# Demo: Use pyDataverse for data migrations into Dataverse

**European Dataverse Workshop @ Tromso**

This Jupyter Notebook is part of the European Dataverse Workhshop at Tromso. It offers a little demo, how to use [pyDataverse](https://github.com/AUSSDA/pyDataverse) for a data migration.

* Date: 24th January 2020
* Location: [UiT - The Arctic University of Norway](https://en.uit.no/startsida), Tromsø
* Trainer: Stefan Kasberger from [AUSSDA - The Austrian Social Science Data Archive](https://aussda.at).
* Workshop Materials: [GitHub Repository](https://github.com/AUSSDA/european-dataverse-workshop-tromso)

**Requirements**

* [Dataverse Docker](https://github.com/IQSS/dataverse-docker)
* [Jupyter Docker](https://hub.docker.com/r/jupyter/datascience-notebook)
* [pyDataverse](https://github.com/AUSSDA/pyDataverse) ([develop](https://github.com/AUSSDA/pyDataverse/tree/develop))
+--
## STATED PROBLEM A
According to the pyDataverse demo notes, who is the trainer, and which organization is that person from?
## STATED PROBLEM B
List every item given under the "Requirements" header in the pyDataverse demo notes.

## ENTRIES SHOWN
+--
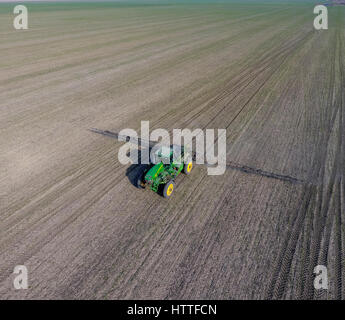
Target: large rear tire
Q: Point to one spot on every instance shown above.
(168, 189)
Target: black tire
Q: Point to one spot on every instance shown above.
(169, 189)
(187, 167)
(140, 183)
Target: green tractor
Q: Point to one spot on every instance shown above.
(168, 164)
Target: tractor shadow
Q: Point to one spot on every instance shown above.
(134, 170)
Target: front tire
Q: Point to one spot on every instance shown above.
(168, 189)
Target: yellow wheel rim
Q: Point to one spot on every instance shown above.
(170, 189)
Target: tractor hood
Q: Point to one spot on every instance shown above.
(153, 172)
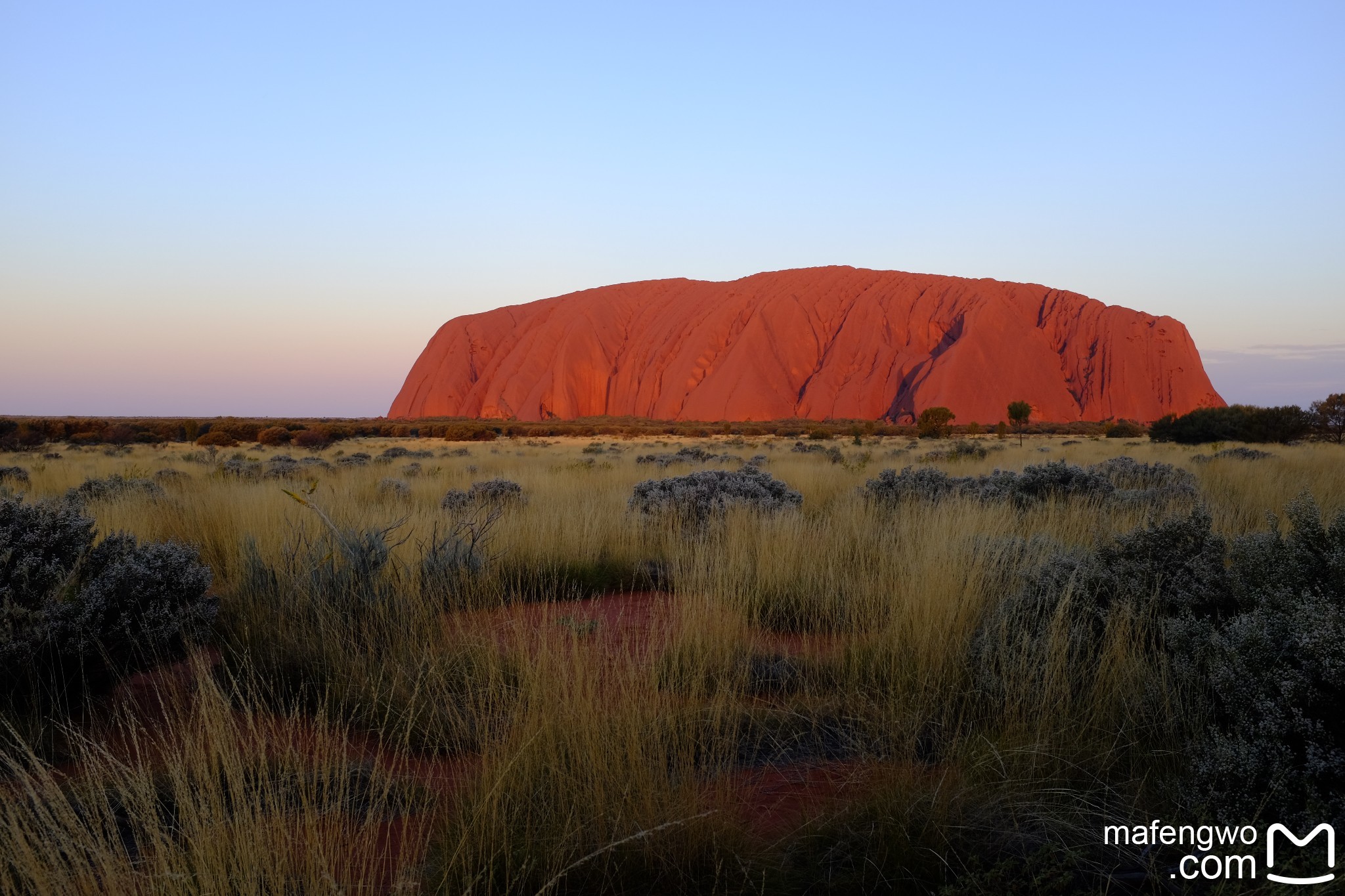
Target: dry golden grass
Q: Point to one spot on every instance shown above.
(599, 769)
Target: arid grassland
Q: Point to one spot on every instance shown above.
(409, 676)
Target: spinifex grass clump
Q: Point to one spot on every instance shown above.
(498, 490)
(699, 496)
(1115, 480)
(211, 796)
(76, 617)
(1239, 453)
(342, 621)
(1271, 660)
(115, 486)
(395, 488)
(693, 454)
(997, 679)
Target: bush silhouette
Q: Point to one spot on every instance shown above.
(273, 436)
(934, 422)
(218, 438)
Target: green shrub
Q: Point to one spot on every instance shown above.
(1237, 422)
(1125, 430)
(934, 422)
(77, 617)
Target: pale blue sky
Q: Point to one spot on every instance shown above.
(268, 209)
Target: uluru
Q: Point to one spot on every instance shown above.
(816, 343)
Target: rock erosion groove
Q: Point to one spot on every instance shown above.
(813, 343)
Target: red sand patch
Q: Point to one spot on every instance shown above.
(775, 800)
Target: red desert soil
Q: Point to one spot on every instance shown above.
(813, 343)
(771, 800)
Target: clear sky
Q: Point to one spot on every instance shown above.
(269, 207)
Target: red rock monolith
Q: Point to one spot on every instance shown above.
(813, 343)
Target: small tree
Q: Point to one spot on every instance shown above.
(934, 422)
(1019, 414)
(273, 436)
(1329, 418)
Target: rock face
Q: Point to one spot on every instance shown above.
(814, 343)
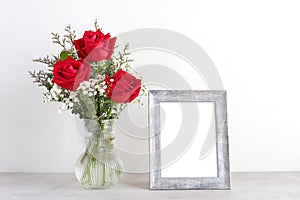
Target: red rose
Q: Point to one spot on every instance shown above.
(95, 46)
(69, 73)
(122, 87)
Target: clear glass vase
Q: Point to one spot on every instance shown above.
(99, 167)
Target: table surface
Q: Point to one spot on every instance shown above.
(31, 186)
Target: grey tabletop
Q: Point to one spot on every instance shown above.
(31, 186)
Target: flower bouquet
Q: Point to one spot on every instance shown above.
(95, 84)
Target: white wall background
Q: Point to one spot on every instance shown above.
(255, 46)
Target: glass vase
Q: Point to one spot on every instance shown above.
(99, 167)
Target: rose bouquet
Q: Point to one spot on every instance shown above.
(95, 84)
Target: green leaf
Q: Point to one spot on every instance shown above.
(64, 55)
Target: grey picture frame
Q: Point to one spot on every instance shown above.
(222, 181)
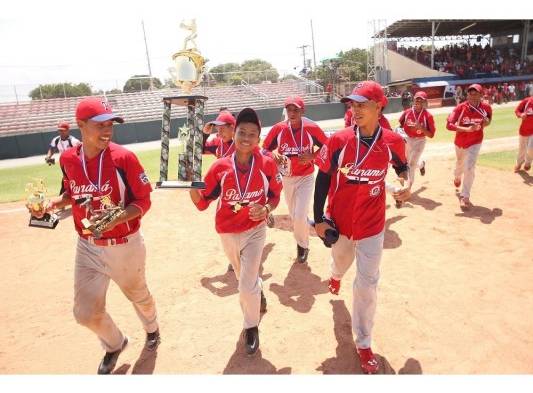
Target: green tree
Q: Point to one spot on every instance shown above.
(60, 90)
(140, 83)
(218, 71)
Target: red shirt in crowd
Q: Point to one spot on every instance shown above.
(258, 183)
(410, 117)
(525, 106)
(356, 199)
(291, 142)
(465, 115)
(122, 179)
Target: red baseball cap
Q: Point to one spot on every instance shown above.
(421, 94)
(224, 117)
(297, 101)
(63, 126)
(96, 109)
(476, 87)
(248, 115)
(366, 91)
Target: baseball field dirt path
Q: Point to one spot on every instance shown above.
(455, 293)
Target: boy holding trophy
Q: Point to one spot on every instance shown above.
(109, 193)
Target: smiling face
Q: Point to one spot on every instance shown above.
(366, 114)
(95, 135)
(246, 137)
(226, 132)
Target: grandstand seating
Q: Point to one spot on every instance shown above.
(43, 115)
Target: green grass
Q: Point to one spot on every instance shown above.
(14, 180)
(503, 160)
(504, 123)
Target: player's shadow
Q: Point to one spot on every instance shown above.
(299, 288)
(426, 203)
(528, 179)
(346, 360)
(226, 284)
(242, 363)
(483, 214)
(392, 239)
(145, 364)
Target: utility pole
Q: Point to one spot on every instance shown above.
(313, 43)
(148, 58)
(303, 53)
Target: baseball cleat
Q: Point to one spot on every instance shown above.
(110, 359)
(263, 303)
(368, 361)
(334, 286)
(302, 254)
(152, 340)
(457, 182)
(251, 340)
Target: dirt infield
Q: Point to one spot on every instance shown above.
(455, 295)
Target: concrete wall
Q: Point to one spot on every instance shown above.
(25, 145)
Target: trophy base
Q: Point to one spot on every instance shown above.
(199, 185)
(48, 221)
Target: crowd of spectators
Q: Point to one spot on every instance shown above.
(468, 60)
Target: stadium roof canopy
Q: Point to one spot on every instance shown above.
(418, 28)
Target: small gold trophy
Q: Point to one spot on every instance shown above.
(187, 73)
(37, 202)
(101, 218)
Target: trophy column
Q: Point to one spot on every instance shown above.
(190, 160)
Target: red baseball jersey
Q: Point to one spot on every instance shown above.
(356, 200)
(218, 147)
(291, 142)
(465, 115)
(116, 173)
(236, 188)
(410, 117)
(526, 106)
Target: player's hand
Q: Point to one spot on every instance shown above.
(404, 192)
(321, 229)
(279, 158)
(257, 212)
(208, 128)
(306, 157)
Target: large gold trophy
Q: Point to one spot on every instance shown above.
(187, 73)
(37, 203)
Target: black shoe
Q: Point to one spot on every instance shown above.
(251, 340)
(263, 303)
(152, 340)
(110, 359)
(302, 254)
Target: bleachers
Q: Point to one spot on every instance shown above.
(43, 115)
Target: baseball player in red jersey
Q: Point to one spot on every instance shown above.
(468, 120)
(248, 186)
(293, 145)
(524, 111)
(358, 158)
(417, 124)
(95, 171)
(222, 144)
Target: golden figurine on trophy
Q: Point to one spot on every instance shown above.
(37, 204)
(187, 73)
(100, 218)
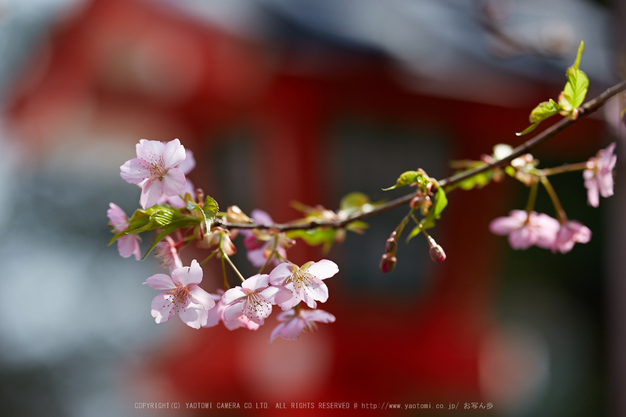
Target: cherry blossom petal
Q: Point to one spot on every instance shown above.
(316, 290)
(281, 273)
(188, 164)
(150, 193)
(256, 282)
(323, 269)
(257, 308)
(276, 294)
(201, 297)
(317, 315)
(188, 275)
(173, 182)
(128, 246)
(148, 150)
(161, 282)
(173, 153)
(117, 217)
(232, 295)
(162, 308)
(194, 315)
(233, 311)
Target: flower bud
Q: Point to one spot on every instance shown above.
(437, 254)
(388, 262)
(416, 202)
(391, 244)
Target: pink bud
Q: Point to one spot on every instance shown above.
(387, 263)
(437, 254)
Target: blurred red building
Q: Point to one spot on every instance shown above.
(265, 120)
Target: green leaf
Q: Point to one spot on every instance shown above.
(440, 203)
(208, 213)
(577, 83)
(211, 208)
(157, 217)
(407, 178)
(540, 113)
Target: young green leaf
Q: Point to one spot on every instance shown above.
(540, 113)
(407, 178)
(577, 83)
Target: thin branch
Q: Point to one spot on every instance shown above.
(583, 111)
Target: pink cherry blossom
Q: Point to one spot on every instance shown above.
(167, 251)
(220, 238)
(525, 230)
(216, 315)
(571, 232)
(186, 166)
(127, 245)
(181, 294)
(294, 323)
(599, 175)
(305, 282)
(254, 299)
(156, 170)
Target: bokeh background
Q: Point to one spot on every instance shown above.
(305, 100)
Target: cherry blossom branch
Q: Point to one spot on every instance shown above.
(583, 111)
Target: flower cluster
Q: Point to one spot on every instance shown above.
(528, 228)
(172, 207)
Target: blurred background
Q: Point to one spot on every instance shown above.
(305, 100)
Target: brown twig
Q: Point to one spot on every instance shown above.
(583, 111)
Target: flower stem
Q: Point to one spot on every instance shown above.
(563, 168)
(272, 253)
(224, 256)
(532, 197)
(562, 217)
(224, 277)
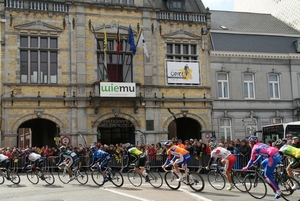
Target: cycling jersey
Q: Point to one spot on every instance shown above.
(220, 152)
(70, 155)
(102, 157)
(180, 155)
(269, 164)
(3, 157)
(33, 157)
(290, 151)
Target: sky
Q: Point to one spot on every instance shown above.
(218, 4)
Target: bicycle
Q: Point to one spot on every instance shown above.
(34, 176)
(255, 184)
(190, 178)
(114, 177)
(155, 178)
(13, 176)
(80, 174)
(217, 179)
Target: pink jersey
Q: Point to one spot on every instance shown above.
(263, 150)
(220, 152)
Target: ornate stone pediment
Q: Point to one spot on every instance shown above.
(39, 26)
(113, 29)
(181, 34)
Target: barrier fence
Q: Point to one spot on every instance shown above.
(119, 162)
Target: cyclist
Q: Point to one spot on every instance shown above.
(4, 163)
(226, 157)
(36, 161)
(138, 158)
(293, 154)
(180, 157)
(103, 158)
(272, 158)
(70, 158)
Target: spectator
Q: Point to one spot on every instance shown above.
(295, 142)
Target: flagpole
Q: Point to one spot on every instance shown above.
(99, 50)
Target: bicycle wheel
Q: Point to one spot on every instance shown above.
(49, 178)
(32, 177)
(81, 176)
(285, 183)
(237, 179)
(116, 178)
(97, 177)
(14, 177)
(195, 181)
(134, 178)
(63, 176)
(216, 180)
(255, 185)
(2, 179)
(155, 178)
(171, 180)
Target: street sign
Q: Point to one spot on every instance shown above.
(65, 140)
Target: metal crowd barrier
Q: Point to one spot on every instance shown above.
(156, 161)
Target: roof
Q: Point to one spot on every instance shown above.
(249, 22)
(251, 32)
(253, 43)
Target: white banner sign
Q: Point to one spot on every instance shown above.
(183, 72)
(117, 89)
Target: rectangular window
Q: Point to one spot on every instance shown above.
(248, 86)
(223, 90)
(37, 62)
(118, 67)
(225, 129)
(274, 86)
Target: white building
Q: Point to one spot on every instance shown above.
(286, 11)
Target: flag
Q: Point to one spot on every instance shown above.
(105, 73)
(118, 41)
(131, 40)
(142, 43)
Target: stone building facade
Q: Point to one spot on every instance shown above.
(54, 65)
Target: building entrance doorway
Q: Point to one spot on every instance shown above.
(37, 132)
(115, 131)
(184, 128)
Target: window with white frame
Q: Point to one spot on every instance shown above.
(225, 129)
(180, 52)
(274, 86)
(38, 59)
(249, 86)
(223, 89)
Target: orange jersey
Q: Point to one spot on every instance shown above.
(176, 151)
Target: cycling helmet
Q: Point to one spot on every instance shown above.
(278, 143)
(62, 149)
(127, 145)
(93, 148)
(212, 144)
(168, 143)
(253, 139)
(27, 151)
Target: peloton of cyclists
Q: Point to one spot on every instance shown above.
(180, 157)
(70, 158)
(101, 157)
(226, 157)
(272, 158)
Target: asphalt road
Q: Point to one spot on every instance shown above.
(76, 192)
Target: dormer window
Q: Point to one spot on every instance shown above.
(176, 5)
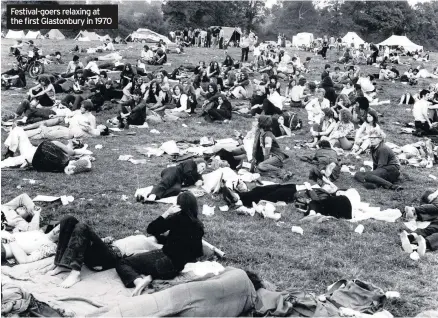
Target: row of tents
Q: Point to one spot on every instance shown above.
(352, 39)
(85, 36)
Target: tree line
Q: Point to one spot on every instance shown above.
(374, 21)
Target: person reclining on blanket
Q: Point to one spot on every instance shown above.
(17, 211)
(427, 238)
(386, 166)
(31, 246)
(182, 245)
(81, 123)
(15, 77)
(186, 173)
(49, 156)
(79, 245)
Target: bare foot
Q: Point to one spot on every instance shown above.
(73, 278)
(57, 270)
(406, 245)
(421, 250)
(140, 285)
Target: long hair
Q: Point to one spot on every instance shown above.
(189, 207)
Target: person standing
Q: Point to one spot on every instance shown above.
(244, 45)
(221, 38)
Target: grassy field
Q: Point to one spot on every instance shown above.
(325, 253)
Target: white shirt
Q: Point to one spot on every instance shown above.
(297, 92)
(147, 55)
(420, 110)
(92, 66)
(276, 100)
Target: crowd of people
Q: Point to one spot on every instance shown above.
(271, 87)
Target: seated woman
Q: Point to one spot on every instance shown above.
(362, 140)
(79, 245)
(28, 247)
(17, 211)
(154, 96)
(42, 94)
(324, 128)
(182, 245)
(386, 166)
(427, 238)
(338, 137)
(241, 89)
(273, 156)
(183, 105)
(326, 161)
(49, 156)
(14, 77)
(127, 75)
(173, 178)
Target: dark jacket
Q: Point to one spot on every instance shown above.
(183, 244)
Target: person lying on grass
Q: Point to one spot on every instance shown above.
(14, 78)
(28, 247)
(186, 173)
(81, 123)
(427, 238)
(18, 211)
(182, 245)
(386, 166)
(79, 245)
(48, 156)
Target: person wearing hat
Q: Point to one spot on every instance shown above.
(386, 166)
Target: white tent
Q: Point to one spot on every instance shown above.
(401, 40)
(303, 38)
(33, 35)
(55, 34)
(147, 36)
(352, 38)
(87, 36)
(15, 34)
(105, 37)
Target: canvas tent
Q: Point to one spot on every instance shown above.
(55, 34)
(303, 38)
(147, 36)
(351, 38)
(33, 35)
(87, 36)
(401, 40)
(15, 34)
(105, 37)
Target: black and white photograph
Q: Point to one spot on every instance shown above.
(258, 158)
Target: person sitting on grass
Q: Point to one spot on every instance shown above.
(273, 156)
(183, 244)
(18, 211)
(324, 128)
(386, 166)
(221, 110)
(28, 247)
(427, 238)
(42, 94)
(327, 163)
(420, 111)
(362, 140)
(173, 178)
(14, 78)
+--
## FULL ANSWER A
Stefan Kasberger, from AUSSDA - The Austrian Social Science Data Archive.

## FULL ANSWER B
- Dataverse Docker
- Jupyter Docker
- pyDataverse (develop)